#### Stored items from a collection
# # #

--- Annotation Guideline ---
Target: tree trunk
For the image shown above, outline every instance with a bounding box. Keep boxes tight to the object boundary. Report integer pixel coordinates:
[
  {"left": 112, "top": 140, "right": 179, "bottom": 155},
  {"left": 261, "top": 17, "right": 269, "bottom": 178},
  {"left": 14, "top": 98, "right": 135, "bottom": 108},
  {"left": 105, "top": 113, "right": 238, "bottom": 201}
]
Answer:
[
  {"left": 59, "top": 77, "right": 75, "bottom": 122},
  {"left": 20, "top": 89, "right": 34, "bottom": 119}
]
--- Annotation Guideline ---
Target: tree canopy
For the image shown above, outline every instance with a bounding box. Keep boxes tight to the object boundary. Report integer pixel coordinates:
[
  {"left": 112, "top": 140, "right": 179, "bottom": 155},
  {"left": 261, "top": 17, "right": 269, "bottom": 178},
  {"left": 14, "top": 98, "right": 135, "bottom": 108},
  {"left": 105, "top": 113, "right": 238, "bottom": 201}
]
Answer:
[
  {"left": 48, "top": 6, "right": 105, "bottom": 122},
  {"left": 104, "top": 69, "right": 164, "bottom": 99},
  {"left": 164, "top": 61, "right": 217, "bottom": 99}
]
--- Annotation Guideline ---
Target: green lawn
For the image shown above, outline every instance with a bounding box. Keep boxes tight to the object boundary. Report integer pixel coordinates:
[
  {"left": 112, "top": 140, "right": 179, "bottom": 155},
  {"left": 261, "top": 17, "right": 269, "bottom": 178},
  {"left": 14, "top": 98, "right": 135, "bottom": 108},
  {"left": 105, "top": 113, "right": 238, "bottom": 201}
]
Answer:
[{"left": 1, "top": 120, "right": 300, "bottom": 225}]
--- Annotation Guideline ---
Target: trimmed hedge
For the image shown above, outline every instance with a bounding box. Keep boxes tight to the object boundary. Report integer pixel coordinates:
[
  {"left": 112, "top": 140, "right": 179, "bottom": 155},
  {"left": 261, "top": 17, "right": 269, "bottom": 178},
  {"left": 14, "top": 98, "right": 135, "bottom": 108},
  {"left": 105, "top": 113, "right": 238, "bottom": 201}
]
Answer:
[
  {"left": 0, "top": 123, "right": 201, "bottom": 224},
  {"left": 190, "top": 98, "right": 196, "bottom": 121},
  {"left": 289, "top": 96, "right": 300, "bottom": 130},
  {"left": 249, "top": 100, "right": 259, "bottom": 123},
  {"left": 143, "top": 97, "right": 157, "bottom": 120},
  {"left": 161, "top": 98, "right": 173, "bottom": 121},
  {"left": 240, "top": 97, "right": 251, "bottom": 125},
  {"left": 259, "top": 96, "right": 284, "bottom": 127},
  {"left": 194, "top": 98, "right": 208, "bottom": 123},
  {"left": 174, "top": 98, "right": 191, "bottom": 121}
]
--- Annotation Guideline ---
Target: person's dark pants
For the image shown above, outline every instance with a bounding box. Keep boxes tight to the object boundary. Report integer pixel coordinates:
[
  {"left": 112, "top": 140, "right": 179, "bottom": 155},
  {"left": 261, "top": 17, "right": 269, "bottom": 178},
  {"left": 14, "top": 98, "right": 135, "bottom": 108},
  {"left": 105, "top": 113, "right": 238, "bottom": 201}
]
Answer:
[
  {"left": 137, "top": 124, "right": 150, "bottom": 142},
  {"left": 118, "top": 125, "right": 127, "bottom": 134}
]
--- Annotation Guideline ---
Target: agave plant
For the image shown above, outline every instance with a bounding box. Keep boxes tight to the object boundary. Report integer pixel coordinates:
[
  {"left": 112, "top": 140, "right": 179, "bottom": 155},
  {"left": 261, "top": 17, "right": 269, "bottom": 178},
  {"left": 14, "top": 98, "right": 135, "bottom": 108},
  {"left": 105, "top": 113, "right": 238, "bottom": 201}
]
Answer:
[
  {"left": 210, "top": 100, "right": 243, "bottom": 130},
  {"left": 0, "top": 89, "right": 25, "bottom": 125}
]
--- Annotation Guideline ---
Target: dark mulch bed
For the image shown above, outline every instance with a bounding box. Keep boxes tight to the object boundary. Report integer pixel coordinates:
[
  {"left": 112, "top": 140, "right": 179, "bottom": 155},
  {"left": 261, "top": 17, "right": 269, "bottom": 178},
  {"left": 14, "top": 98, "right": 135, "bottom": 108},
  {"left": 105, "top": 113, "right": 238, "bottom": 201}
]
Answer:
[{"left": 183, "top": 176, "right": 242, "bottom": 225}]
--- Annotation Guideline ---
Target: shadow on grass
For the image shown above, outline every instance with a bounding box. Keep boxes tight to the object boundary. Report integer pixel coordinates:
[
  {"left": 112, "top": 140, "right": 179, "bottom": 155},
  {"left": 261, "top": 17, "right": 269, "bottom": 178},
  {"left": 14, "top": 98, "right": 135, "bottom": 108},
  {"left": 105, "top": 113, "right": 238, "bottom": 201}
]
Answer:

# # #

#### What to do
The full set of records, transcribed exactly, is the answer.

#### Task result
--- Annotation Guideline ---
Target: tree trunk
For the image shown above, outline every instance with a bounding box. Keep boxes tight to the object boundary. Report integer pixel coordinates:
[
  {"left": 112, "top": 140, "right": 179, "bottom": 155},
  {"left": 261, "top": 17, "right": 269, "bottom": 178},
  {"left": 14, "top": 98, "right": 135, "bottom": 108},
  {"left": 105, "top": 113, "right": 238, "bottom": 201}
]
Answer:
[
  {"left": 59, "top": 77, "right": 75, "bottom": 122},
  {"left": 20, "top": 89, "right": 34, "bottom": 119}
]
--- Annotation Guideline ---
Target: tree canopy
For the image shown above, outline every instance with a bounding box. Keep boxes tight to the object boundary. Report integer pixel coordinates:
[
  {"left": 112, "top": 140, "right": 179, "bottom": 155},
  {"left": 261, "top": 17, "right": 269, "bottom": 178},
  {"left": 14, "top": 98, "right": 135, "bottom": 108},
  {"left": 105, "top": 113, "right": 238, "bottom": 201}
]
Answer:
[
  {"left": 48, "top": 6, "right": 105, "bottom": 122},
  {"left": 104, "top": 69, "right": 164, "bottom": 99},
  {"left": 164, "top": 61, "right": 217, "bottom": 99}
]
--- Annotation Guideline ---
Target: green lawn
For the image shown above, outline every instance with a bounding box. Keep boxes tight to the object boundary. Report integer pixel coordinates:
[
  {"left": 112, "top": 140, "right": 179, "bottom": 155},
  {"left": 261, "top": 17, "right": 269, "bottom": 178},
  {"left": 14, "top": 98, "right": 135, "bottom": 108},
  {"left": 105, "top": 113, "right": 238, "bottom": 201}
]
Answer:
[{"left": 1, "top": 120, "right": 300, "bottom": 225}]
--- Annotation Guideline ---
Target: trimmed hedge
For the image shown above, outline every instance with a bounding box. Keep boxes tight to the object boundary. Report integer pixel coordinates:
[
  {"left": 112, "top": 140, "right": 179, "bottom": 155},
  {"left": 261, "top": 17, "right": 269, "bottom": 178},
  {"left": 14, "top": 98, "right": 135, "bottom": 108},
  {"left": 105, "top": 113, "right": 238, "bottom": 201}
]
Answer:
[
  {"left": 0, "top": 123, "right": 201, "bottom": 224},
  {"left": 190, "top": 98, "right": 196, "bottom": 121},
  {"left": 289, "top": 96, "right": 300, "bottom": 130},
  {"left": 249, "top": 100, "right": 259, "bottom": 123},
  {"left": 143, "top": 97, "right": 157, "bottom": 120},
  {"left": 161, "top": 98, "right": 173, "bottom": 121},
  {"left": 240, "top": 97, "right": 251, "bottom": 125},
  {"left": 259, "top": 96, "right": 284, "bottom": 127},
  {"left": 194, "top": 98, "right": 208, "bottom": 123},
  {"left": 174, "top": 98, "right": 191, "bottom": 121}
]
--- Annotation Guideline ---
Target: person's dark pants
For the image shown above, outline every instance with a bounding box. Keep boxes tight to the object boundary. Report integer pixel coordinates:
[
  {"left": 112, "top": 140, "right": 179, "bottom": 155},
  {"left": 261, "top": 17, "right": 269, "bottom": 178},
  {"left": 14, "top": 98, "right": 135, "bottom": 108},
  {"left": 105, "top": 113, "right": 238, "bottom": 201}
]
Answer:
[
  {"left": 137, "top": 124, "right": 150, "bottom": 142},
  {"left": 118, "top": 125, "right": 127, "bottom": 134}
]
--- Annotation Guideline ---
Target: agave plant
For the image shown above, outline every instance with a bounding box. Keep boxes tight to the object boundary. Report integer pixel coordinates:
[
  {"left": 112, "top": 140, "right": 179, "bottom": 155},
  {"left": 261, "top": 17, "right": 269, "bottom": 178},
  {"left": 14, "top": 98, "right": 135, "bottom": 108},
  {"left": 105, "top": 113, "right": 238, "bottom": 201}
]
Answer:
[
  {"left": 210, "top": 100, "right": 243, "bottom": 130},
  {"left": 0, "top": 89, "right": 25, "bottom": 125}
]
--- Annotation Guideline ---
Target: dark mulch bed
For the image shown above, outline every instance with a bounding box. Keep boxes tight to the object boundary. Report integer pixel coordinates:
[
  {"left": 112, "top": 140, "right": 179, "bottom": 155},
  {"left": 261, "top": 17, "right": 269, "bottom": 178},
  {"left": 14, "top": 98, "right": 135, "bottom": 108},
  {"left": 105, "top": 113, "right": 238, "bottom": 201}
]
Answer:
[{"left": 183, "top": 176, "right": 242, "bottom": 225}]
--- Annotation Guideline ---
Target: shadow on grass
For the image shown above, outline every instance with a bounding box. Keep boxes tight to the object boundary. Report integer pixel coordinates:
[
  {"left": 112, "top": 140, "right": 179, "bottom": 155},
  {"left": 261, "top": 17, "right": 269, "bottom": 178},
  {"left": 14, "top": 98, "right": 135, "bottom": 108},
  {"left": 105, "top": 113, "right": 238, "bottom": 201}
]
Answer:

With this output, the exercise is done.